* Begin Materials provided *
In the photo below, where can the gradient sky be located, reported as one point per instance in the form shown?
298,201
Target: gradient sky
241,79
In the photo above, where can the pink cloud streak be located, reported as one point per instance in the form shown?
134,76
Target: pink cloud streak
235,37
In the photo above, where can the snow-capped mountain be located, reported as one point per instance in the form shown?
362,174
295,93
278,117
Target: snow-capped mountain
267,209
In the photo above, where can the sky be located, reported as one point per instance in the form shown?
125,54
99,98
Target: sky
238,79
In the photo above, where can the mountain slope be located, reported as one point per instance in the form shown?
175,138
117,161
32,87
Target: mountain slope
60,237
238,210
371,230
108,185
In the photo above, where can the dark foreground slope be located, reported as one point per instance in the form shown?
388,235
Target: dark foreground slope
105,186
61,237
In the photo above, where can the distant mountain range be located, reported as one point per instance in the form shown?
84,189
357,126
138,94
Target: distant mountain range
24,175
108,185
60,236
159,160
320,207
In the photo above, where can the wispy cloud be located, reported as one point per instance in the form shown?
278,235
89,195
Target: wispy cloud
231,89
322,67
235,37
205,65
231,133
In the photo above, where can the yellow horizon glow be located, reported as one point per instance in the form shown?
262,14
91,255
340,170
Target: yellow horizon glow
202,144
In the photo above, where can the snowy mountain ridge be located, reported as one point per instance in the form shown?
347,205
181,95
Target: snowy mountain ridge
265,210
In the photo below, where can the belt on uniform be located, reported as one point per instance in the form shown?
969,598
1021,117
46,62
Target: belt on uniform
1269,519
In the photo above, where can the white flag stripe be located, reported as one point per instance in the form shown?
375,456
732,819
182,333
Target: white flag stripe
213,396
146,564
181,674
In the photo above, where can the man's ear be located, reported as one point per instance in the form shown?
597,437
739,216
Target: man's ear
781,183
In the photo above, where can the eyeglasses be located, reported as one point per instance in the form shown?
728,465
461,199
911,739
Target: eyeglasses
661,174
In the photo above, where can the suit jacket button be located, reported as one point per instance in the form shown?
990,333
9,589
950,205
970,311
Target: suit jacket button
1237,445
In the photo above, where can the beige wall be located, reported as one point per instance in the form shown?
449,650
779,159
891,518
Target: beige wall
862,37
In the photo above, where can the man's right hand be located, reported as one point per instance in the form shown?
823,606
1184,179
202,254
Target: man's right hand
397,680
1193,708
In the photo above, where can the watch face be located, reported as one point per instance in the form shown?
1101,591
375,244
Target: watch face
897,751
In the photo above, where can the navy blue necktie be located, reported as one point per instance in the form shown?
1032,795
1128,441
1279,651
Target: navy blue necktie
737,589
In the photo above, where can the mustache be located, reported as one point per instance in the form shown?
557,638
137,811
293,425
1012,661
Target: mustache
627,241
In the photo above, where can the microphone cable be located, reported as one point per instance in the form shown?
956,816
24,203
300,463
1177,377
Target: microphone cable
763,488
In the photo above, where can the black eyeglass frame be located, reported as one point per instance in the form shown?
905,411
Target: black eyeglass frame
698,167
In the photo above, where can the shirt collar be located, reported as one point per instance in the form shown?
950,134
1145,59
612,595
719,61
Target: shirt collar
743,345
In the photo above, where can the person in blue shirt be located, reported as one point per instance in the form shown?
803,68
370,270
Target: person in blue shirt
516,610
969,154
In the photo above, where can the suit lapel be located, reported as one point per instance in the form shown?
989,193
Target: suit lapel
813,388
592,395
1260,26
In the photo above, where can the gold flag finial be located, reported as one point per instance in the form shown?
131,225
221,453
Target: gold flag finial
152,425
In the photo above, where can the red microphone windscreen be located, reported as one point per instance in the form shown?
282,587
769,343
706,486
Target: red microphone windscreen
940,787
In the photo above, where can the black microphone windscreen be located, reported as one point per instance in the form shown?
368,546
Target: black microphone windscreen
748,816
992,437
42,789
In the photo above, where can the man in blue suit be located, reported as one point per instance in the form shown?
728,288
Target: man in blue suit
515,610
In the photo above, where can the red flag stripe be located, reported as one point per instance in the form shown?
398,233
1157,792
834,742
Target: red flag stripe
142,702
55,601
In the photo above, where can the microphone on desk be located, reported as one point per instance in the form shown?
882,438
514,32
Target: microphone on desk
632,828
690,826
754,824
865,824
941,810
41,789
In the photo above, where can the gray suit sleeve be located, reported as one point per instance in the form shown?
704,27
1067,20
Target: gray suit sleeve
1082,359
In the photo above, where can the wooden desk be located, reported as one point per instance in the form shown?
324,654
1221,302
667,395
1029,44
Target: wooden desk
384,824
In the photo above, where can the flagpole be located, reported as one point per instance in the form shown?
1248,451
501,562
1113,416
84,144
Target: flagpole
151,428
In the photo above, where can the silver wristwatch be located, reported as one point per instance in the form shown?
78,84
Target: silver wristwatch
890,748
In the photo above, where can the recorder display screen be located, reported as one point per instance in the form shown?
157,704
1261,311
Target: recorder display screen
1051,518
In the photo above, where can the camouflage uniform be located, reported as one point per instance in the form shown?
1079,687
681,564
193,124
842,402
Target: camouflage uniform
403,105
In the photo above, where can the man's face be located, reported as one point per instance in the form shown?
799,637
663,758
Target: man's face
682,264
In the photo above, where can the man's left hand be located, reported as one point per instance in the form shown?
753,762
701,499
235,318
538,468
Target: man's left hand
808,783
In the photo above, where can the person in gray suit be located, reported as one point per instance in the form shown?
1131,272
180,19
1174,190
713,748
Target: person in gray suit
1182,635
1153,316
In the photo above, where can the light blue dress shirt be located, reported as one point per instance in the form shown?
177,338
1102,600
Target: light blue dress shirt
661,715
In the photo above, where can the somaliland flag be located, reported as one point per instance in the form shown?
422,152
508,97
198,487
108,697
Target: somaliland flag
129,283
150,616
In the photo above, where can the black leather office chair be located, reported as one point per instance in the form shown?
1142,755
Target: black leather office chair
* End Materials provided *
— Problem requirements —
Return all of the items above word for word, without changing anything.

— Exercise answer —
In the photo below, where can the gradient sky be located, reported as one point per instance in the form shown?
298,201
Target: gradient sky
241,79
In the photo above, where can the pink cloud streak be located, reported as one point per instance in the form shown?
134,76
Target: pink cloud streak
235,37
In the photo above, where can the snow-capped mountain be located, reported as one point per instance in the form shown?
362,174
295,93
278,117
Target: snow-capped mountain
267,209
In the photo above, where can the sky be located, reported as one point per instance in the form shown?
125,54
99,98
Target: sky
238,79
In the photo above, where can the mountain slope be located, reported as one point per instance in the form shown?
175,138
117,161
32,87
Target: mountain slope
60,237
238,210
371,230
108,185
In the photo above, where can the dark foreground slope be located, reported as one point per instance in the form shown?
388,235
Target: dark foreground slope
105,186
61,237
In the photo above, where can the distant mountain range be located, reported as one point per instance in the form shown?
84,189
357,126
138,94
Target: distant mountain range
24,175
108,185
60,236
159,160
320,207
In the photo above, where can the wispy cloud be located, reported as one point per instance in the form shown?
278,235
89,195
Target: wispy cloud
231,89
322,67
235,37
205,65
231,133
In the photo above, where can the yellow horizon glow be located, reported as one point per instance in the form shown?
262,14
91,255
340,170
Target: yellow horizon glow
202,144
In the photo above, where can the snowy mountain ridge be located, reported as one point per instance in the form shown?
347,205
181,95
Target: snowy mountain ridge
265,210
In the photo below, where can the belt on uniform be located, reported as one point per instance in the form shown?
969,598
1021,117
46,62
Target: belt on uniform
1269,519
In the photo above, where can the white flag stripe be located, reported as one point per instance in the form shown?
375,456
732,819
182,333
Target: white flag stripe
213,396
146,564
181,674
In the photo above, where can the man's ear be located, reported as one point per instance in the form shown?
597,437
739,216
Target: man's ear
781,183
In the photo above, where can the eyeglasses be located, reported as one point per instance in the form shown?
728,465
461,199
911,739
Target: eyeglasses
661,174
In the photo above, where can the suit jacket button be located, reported as one point per instance in the form shown?
990,333
9,589
950,205
970,311
Target: suit jacket button
1237,445
In the photo above, where can the beige wall be located, reported as one point per instance in the form shown?
449,650
779,159
891,518
Target: beige wall
862,37
In the photo above, where can the man's right hand be located, reported as one point per instance in the form shown?
823,606
1184,179
202,254
Target: man's right hand
397,680
1193,708
In the photo above, where can the watch face be located, reported as one point per instance in the form shown?
1101,591
375,244
Target: watch face
897,751
In the photo above, where can the navy blue necktie be located, reported as one point per instance in the form shown?
1032,795
1128,441
1279,651
Target: navy blue necktie
737,589
In the photo above, where can the mustache be located, reported as one point per instance in the form shown?
557,638
137,811
293,425
1012,661
Target: mustache
627,241
In the photo above, where can the microphone cable be located, reported as one point per instance in the form shown?
956,816
24,203
300,463
1177,377
Target: microphone cable
763,488
In the photo above, where can the black eyeglass frame be located, reported as one point per instance in the form shown?
905,411
Target: black eyeglass frame
698,167
In the photo above, where can the shirt collar be located, reported as one point per instance in the form shown?
950,134
1145,59
612,595
719,61
Target: shirt collar
743,345
In the photo above, where can the person in blue shirt be located, reported as one point per instance in the form shown?
803,68
370,270
Target: person in blue shirt
516,610
969,154
In the photo above, where can the suit lapel be located, reported as one point per instance in the form shown?
989,193
Target: suit lapel
813,388
592,395
1260,26
In the photo above, where can the gold flag finial be located, reported as one point per instance in the form shown?
131,225
221,453
Target: gold flag finial
152,425
In the photo above, where can the red microphone windscreen be located, reported as one point per instance in the form shown?
282,587
769,343
706,486
Target: red microphone windscreen
940,787
In the photo above, where can the black microphone windscreen be located, reported as one point per instance in the form shown?
368,546
Target: black microphone windscreen
748,816
992,437
42,789
In the photo above, where can the man in blue suit be located, reported as one point per instance in the form shown?
728,288
Target: man in blue suit
515,610
In the photo above, where can the red flag stripe be located, reported as one point per instance in the form shown?
398,233
1157,792
834,742
Target: red flag stripe
142,702
55,601
In the photo above, where can the microphone on desk be located, reported as one point per instance in the form shown?
882,438
514,32
Target: microphone on desk
632,828
690,826
754,824
865,824
941,810
41,789
In the photo above, where can the gray suit sleeve be located, reported as one point per instance in the form shown?
704,27
1067,20
Target: gray suit sleeve
1082,359
In the photo above, where can the wooden desk be located, reported as one point per instance in the form shown?
324,654
1221,302
667,395
1029,44
Target: wooden desk
384,824
In the photo above, where can the flagpole be located, reported as one point per instance in the form shown?
1248,451
501,562
1113,416
84,144
Target: flagpole
151,428
In the photo above, where can the silver wristwatch be located, reported as one point per instance in the form shown?
78,84
Target: silver wristwatch
890,748
In the photo above, where can the recorder display screen be located, reported as one point per instance in the form shown?
157,704
1261,311
Target: recorder display screen
1051,518
In the photo above, where can the camouflage uniform be located, reported as one point per instance in the form shown?
1079,687
681,564
193,124
842,402
Target: camouflage uniform
403,105
In the photo above, where can the man's face be located, reported as one point per instance in the form shown?
799,637
663,758
Target: man's face
682,264
In the photo above, where can the man's left hand be located, reported as one point per instance in the form shown?
753,762
701,499
235,318
538,468
Target: man's left hand
808,783
In the photo above, where can the person in gray suit be located, reported as one point per instance in the form shown?
1131,272
180,19
1174,190
713,748
Target: person in gray suit
1182,635
1153,316
In the photo above, where can the light blue dress shirt be located, reported as one point per instance in the form shown?
177,338
1102,600
Target: light blue dress shirt
661,715
In the photo above, where can the somaliland flag be located, reported as one point per instance in the form shown?
422,152
508,97
198,487
108,697
Target: somaliland flag
129,283
150,616
In the photo above, where can the black leather office chair be located, reported as one point per instance in the form shown?
1142,755
Target: black leather office chair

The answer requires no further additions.